> **WHAT IS BEING ASKED**
Repeat the data word for word. Do not include the pictures.
Top of MATERIAL SUPPLIED
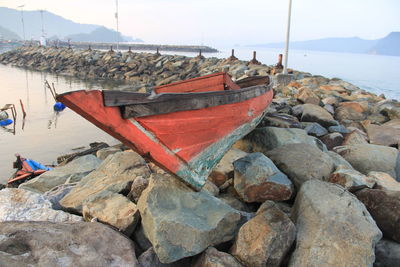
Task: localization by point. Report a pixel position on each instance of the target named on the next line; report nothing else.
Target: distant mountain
(54, 25)
(389, 45)
(101, 35)
(8, 35)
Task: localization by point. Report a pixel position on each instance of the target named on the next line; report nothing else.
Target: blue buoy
(59, 106)
(6, 122)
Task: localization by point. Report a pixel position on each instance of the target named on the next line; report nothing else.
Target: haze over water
(46, 135)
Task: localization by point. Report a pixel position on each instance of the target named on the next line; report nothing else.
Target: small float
(184, 127)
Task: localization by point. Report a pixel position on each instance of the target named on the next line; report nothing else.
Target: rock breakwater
(315, 184)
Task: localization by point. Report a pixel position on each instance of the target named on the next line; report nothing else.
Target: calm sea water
(44, 134)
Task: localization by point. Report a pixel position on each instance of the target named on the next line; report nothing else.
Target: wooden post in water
(287, 38)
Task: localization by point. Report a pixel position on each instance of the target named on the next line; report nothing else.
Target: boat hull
(187, 143)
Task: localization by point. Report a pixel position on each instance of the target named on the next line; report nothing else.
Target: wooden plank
(167, 103)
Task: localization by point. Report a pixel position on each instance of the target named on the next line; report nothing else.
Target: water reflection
(44, 134)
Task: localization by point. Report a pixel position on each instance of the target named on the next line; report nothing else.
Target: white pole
(116, 16)
(287, 38)
(22, 19)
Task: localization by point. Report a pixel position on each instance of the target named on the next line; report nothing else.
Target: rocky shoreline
(315, 184)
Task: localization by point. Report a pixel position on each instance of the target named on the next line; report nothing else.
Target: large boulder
(333, 228)
(302, 162)
(115, 210)
(181, 223)
(384, 207)
(268, 138)
(386, 134)
(258, 179)
(387, 253)
(367, 157)
(350, 178)
(265, 239)
(224, 169)
(115, 175)
(70, 173)
(315, 113)
(214, 258)
(78, 244)
(22, 205)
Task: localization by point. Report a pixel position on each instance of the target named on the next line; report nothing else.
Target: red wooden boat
(185, 127)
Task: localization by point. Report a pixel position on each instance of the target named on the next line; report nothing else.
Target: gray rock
(366, 157)
(315, 129)
(22, 205)
(302, 162)
(338, 160)
(71, 173)
(268, 138)
(332, 140)
(57, 193)
(333, 228)
(214, 258)
(64, 244)
(265, 239)
(257, 179)
(338, 129)
(115, 175)
(387, 253)
(181, 223)
(114, 209)
(105, 152)
(314, 113)
(149, 259)
(384, 207)
(350, 179)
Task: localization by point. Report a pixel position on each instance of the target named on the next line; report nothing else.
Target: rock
(214, 258)
(210, 188)
(366, 158)
(138, 186)
(384, 181)
(265, 239)
(280, 120)
(115, 210)
(69, 173)
(115, 175)
(224, 169)
(314, 113)
(302, 162)
(307, 96)
(354, 138)
(315, 129)
(350, 179)
(149, 259)
(384, 207)
(332, 140)
(338, 160)
(338, 129)
(22, 205)
(383, 135)
(333, 228)
(64, 244)
(387, 253)
(105, 152)
(268, 138)
(181, 223)
(350, 111)
(57, 193)
(258, 179)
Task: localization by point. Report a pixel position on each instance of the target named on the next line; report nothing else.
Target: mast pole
(287, 38)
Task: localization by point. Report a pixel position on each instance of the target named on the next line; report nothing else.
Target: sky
(229, 22)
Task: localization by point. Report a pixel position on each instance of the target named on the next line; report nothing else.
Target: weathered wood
(167, 103)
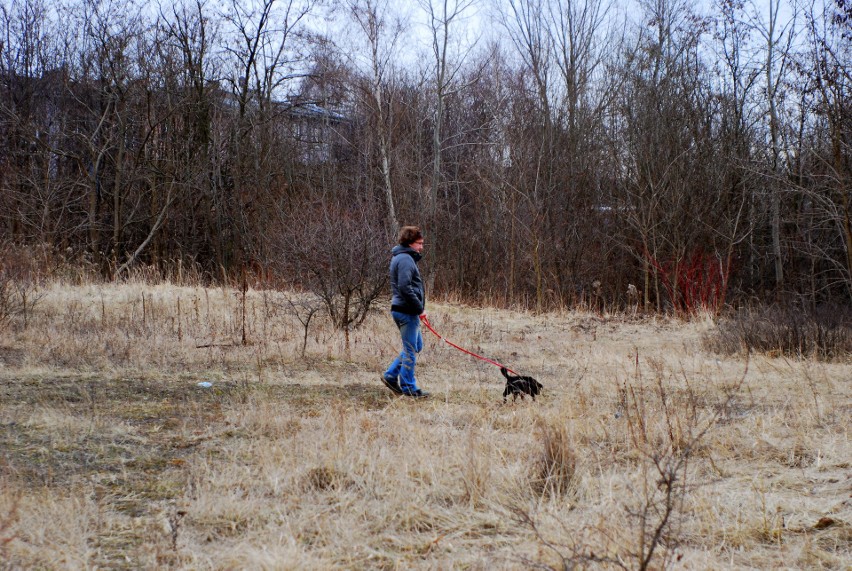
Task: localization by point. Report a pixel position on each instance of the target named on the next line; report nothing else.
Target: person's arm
(407, 289)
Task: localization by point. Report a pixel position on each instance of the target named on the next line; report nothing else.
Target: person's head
(412, 237)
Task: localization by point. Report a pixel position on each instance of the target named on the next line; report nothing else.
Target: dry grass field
(644, 451)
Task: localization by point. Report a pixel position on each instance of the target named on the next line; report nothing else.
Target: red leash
(462, 349)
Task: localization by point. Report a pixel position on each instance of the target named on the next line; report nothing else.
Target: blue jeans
(412, 343)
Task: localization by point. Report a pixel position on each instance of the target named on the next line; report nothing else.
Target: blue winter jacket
(406, 284)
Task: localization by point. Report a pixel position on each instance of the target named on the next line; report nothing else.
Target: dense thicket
(704, 158)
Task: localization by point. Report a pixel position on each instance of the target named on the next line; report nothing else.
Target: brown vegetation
(643, 451)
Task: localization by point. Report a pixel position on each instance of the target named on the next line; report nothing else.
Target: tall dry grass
(644, 451)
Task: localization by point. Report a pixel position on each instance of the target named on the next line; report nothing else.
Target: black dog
(519, 386)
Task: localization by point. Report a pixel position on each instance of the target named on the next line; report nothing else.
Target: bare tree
(778, 36)
(383, 34)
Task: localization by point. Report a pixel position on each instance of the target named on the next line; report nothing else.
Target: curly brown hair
(409, 234)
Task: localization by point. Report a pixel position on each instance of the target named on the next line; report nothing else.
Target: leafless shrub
(665, 435)
(824, 333)
(340, 254)
(19, 280)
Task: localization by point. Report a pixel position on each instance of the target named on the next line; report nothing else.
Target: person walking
(408, 304)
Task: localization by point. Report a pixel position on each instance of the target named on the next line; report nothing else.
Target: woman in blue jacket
(407, 305)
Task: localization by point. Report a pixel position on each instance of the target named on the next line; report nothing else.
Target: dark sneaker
(392, 384)
(417, 394)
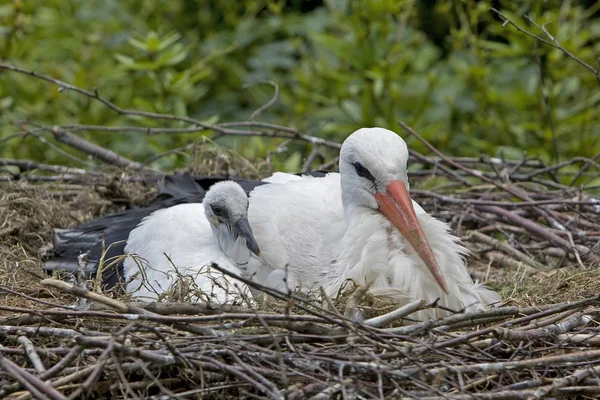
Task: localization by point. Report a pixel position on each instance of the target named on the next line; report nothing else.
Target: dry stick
(39, 389)
(124, 308)
(570, 380)
(48, 374)
(29, 165)
(584, 169)
(483, 238)
(542, 333)
(32, 354)
(554, 42)
(248, 314)
(541, 231)
(44, 331)
(103, 154)
(328, 315)
(511, 394)
(285, 133)
(386, 319)
(531, 226)
(518, 365)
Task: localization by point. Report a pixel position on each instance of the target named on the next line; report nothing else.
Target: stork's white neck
(234, 248)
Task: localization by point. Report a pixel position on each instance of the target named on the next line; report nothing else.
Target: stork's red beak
(396, 205)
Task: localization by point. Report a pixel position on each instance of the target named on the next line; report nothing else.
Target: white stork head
(373, 163)
(226, 208)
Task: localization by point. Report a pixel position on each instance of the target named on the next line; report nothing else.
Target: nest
(532, 235)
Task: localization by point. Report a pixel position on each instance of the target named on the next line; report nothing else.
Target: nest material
(538, 253)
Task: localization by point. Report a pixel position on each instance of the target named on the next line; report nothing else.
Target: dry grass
(294, 346)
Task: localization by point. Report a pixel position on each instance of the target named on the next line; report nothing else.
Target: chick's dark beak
(243, 229)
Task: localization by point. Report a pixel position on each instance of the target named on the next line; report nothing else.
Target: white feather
(303, 225)
(173, 242)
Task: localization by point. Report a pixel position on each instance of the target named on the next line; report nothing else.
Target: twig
(32, 354)
(395, 315)
(553, 43)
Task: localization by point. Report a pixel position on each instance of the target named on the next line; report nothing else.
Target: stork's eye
(363, 172)
(219, 212)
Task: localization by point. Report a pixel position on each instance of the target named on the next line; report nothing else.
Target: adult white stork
(184, 240)
(361, 224)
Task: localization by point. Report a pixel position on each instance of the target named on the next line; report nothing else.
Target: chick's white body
(180, 242)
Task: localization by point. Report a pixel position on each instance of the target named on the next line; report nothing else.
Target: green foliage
(449, 69)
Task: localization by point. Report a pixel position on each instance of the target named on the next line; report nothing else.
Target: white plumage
(184, 240)
(347, 226)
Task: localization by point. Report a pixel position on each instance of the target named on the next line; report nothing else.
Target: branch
Bottom of MATERIAL SUPPLIED
> **EXERCISE RESPONSE**
Task: localization by point. Report a pixel position on each instance of the target named on the next line; report nothing else.
Target: distant mountain
(54, 25)
(389, 45)
(101, 35)
(8, 35)
Task: localization by point. Report a pixel position on each instance of the target named on the next line; report nothing else.
Target: blue buoy
(59, 106)
(6, 122)
Task: localization by point. Report a pixel position on each instance of the target named on the next line; report nothing else.
Target: haze over water
(46, 135)
Task: localization by point. Report a pixel position on each instance of the target named on the next line; report nothing else.
Target: small float
(184, 127)
Task: localization by point. Report a pixel position on each instance of the target named on the next line; report nothing else.
Target: rock breakwater
(315, 184)
Task: localization by point. Report a pixel position on each instance of the target named on the next line; report nothing else.
Target: calm sea water
(44, 134)
Task: localization by point. Report a pixel position on each instance of the target named on the next line; report nothing else.
Target: wooden post in water
(287, 38)
Task: localization by point. Report a pixel position on each instance of the target named on the next line; report nothing else.
Target: boat hull
(187, 143)
Task: localization by point. Report a pixel position on each instance of the target named on the next line; report nothing else.
Target: wooden plank
(167, 103)
Task: localization by point. Report a pixel position on each instance of the target named on the next line; report nothing else.
Target: water reflection
(44, 134)
Task: localization by point. Report a pixel position on each instance of the target named on the next line; report nothing else.
Target: white pole
(116, 16)
(287, 38)
(22, 19)
Task: localization by point. Report a pixel position on each instance of the target named on the next line; report nothing else.
Target: rocky shoreline
(315, 184)
Task: localization by point. Report a pixel position on each instance of the target named on the next line; report nothing else.
Target: large boulder
(333, 228)
(302, 162)
(115, 210)
(181, 223)
(384, 207)
(268, 138)
(386, 134)
(258, 179)
(387, 253)
(367, 157)
(350, 178)
(265, 239)
(224, 169)
(115, 175)
(70, 173)
(315, 113)
(214, 258)
(78, 244)
(22, 205)
Task: localization by point. Report a pixel position on each instance of the target named on the next line; report nothing else.
Target: red wooden boat
(185, 127)
Task: localization by point. Report a pixel position on each instance of the target named on the next line; report nothing else.
Target: gray rock
(366, 157)
(315, 129)
(22, 205)
(302, 162)
(338, 160)
(71, 173)
(268, 138)
(332, 140)
(57, 193)
(333, 228)
(214, 258)
(64, 244)
(265, 239)
(257, 179)
(338, 129)
(115, 175)
(387, 253)
(181, 223)
(114, 209)
(105, 152)
(314, 113)
(149, 259)
(384, 207)
(350, 179)
Task: localization by point. Report a pixel position on each instance of the target named on the next line; report nothing else.
Target: rock
(214, 258)
(210, 188)
(366, 158)
(138, 186)
(384, 181)
(265, 239)
(280, 120)
(115, 210)
(69, 173)
(115, 175)
(224, 169)
(314, 113)
(302, 162)
(307, 96)
(354, 138)
(315, 129)
(350, 179)
(149, 259)
(384, 207)
(332, 140)
(338, 160)
(338, 129)
(22, 205)
(383, 135)
(333, 228)
(64, 244)
(387, 253)
(105, 152)
(268, 138)
(181, 223)
(350, 111)
(57, 193)
(258, 179)
Task: localization by point. Report a pixel position on each instance of the target named on the next line; report nothing else.
Target: mast pole
(287, 38)
Task: localization by point. Report a pixel position on each instance of the target named on the next line; report nothing else.
Target: sky
(229, 22)
Task: localization by point. Report a pixel position on each instance of the target named on the next line; report nothing else.
Target: weathered wood
(167, 103)
Task: localization by point. Report a pixel position on each instance of the target named on the next line; report nothing else.
Target: person's arm
(407, 289)
Task: localization by point. Report a pixel position on each instance of the target named on the next line; report nothing else.
Target: person's head
(412, 237)
Task: localization by point. Report a pixel position on each instance of the target named on the next line; report nothing else.
Target: dry grass field
(644, 451)
Task: localization by point. Report a pixel position on each instance of the target named on the next line; report nothing else.
Target: red leash
(462, 349)
Task: localization by point. Report a pixel position on each instance of the target named on the next line; report nothing else.
Target: blue jeans
(412, 343)
Task: localization by point. Report a pixel position on each instance of the target named on the next line; report nothing else.
Target: blue winter jacket
(406, 284)
Task: localization by point. Report a pixel position on each instance of the target named on the next line; report nothing else.
Target: dense thicket
(704, 158)
Task: localization by point. Report a pixel position on each instance of the target named on the next line; report nothing else.
Target: brown vegetation
(643, 451)
Task: localization by point. Report a pixel position on each instance of the target named on the next line; report nothing else.
Target: tall dry grass
(644, 451)
Task: localization by point. Report a pixel position on each instance of the target named on the next line; report nothing else.
Target: black dog
(519, 386)
Task: localization by point. Report a pixel position on each instance of the target named on the next line; report nothing else.
Target: bare tree
(778, 36)
(383, 34)
Task: localization by point. Report a pixel position on each instance of the target named on the next line; report nothing else.
Target: curly brown hair
(409, 234)
Task: localization by point. Report a pixel position on each instance of the target named on the next line; report nothing else.
Target: leafless shrub
(665, 435)
(824, 333)
(340, 254)
(19, 280)
Task: localization by point. Report a pixel position on each instance of the target named on the next line; report nothing else.
Target: person walking
(408, 304)
Task: localization by point. Report a pixel position on each instance of the target named on the next line; report nothing else.
Target: woman in blue jacket
(407, 305)
Task: localization by point. Report a pixel position on each instance of the target named on the next line; report nothing else.
Target: dark sneaker
(392, 384)
(417, 394)
Task: localization by point. Report a pixel position on each instance of the target named on the next line; report nothing else.
Target: dry stick
(39, 389)
(124, 308)
(570, 380)
(48, 374)
(29, 165)
(584, 169)
(483, 238)
(542, 333)
(32, 354)
(554, 42)
(248, 314)
(541, 231)
(44, 331)
(103, 154)
(328, 315)
(511, 394)
(285, 133)
(386, 319)
(531, 226)
(518, 365)
Task: localization by point. Report a pixel position on each instance of the target named on the next line; report nothing else.
Target: stork's white neck
(234, 248)
Task: localization by point. Report a pixel position on each instance of the target named on the next line; report nothing else.
Target: stork's red beak
(396, 205)
Task: localization by point. Report a pixel position on each instance of the target named on the next line; report nothing else.
Target: white stork head
(373, 163)
(226, 208)
Task: localization by point. Report a pixel position on each instance of the target named on the next line; report nothing else.
Target: nest
(532, 235)
Task: localization by point. Report a pixel position on each instance of the target named on the next line; report nothing else.
Target: nest material
(538, 253)
Task: localization by point. Report a pixel position on each instance of the target named on the next line; report nothing else.
Target: dry grass
(294, 346)
Task: localization by point. Report a pixel position on each instance of the target named on the next line; report nothing else.
Target: chick's dark beak
(243, 229)
Task: localization by point. Report a pixel position on each instance of the target named on the next line; report nothing else.
Target: white feather
(303, 225)
(173, 242)
Task: localization by point. Report a pixel position on each instance of the target named on the next line; report nothing else.
Target: twig
(32, 354)
(395, 315)
(553, 43)
Task: localization by point. Report a pixel position on each instance of the target named on the next line; report nothing else.
Target: stork's eye
(363, 172)
(219, 212)
Task: localization by point. Report a pixel position on each instance of the target named on the next line; report nothing else.
Target: adult white stork
(184, 240)
(361, 224)
Task: localization by point. Report a pixel position on each instance of the target named on the next line; report nothing else.
Target: chick's white body
(180, 242)
Task: localization by point. Report a pixel position on each instance of the target named on the next line; report nothing else.
Target: green foliage
(449, 69)
Task: localization by point. Report a pixel position on each instance of the target named on the next line; report nothing else.
Target: white plumage
(184, 240)
(347, 226)
Task: localization by point. Report a pixel position on each instance of the target named on the next line; report nothing else.
Target: branch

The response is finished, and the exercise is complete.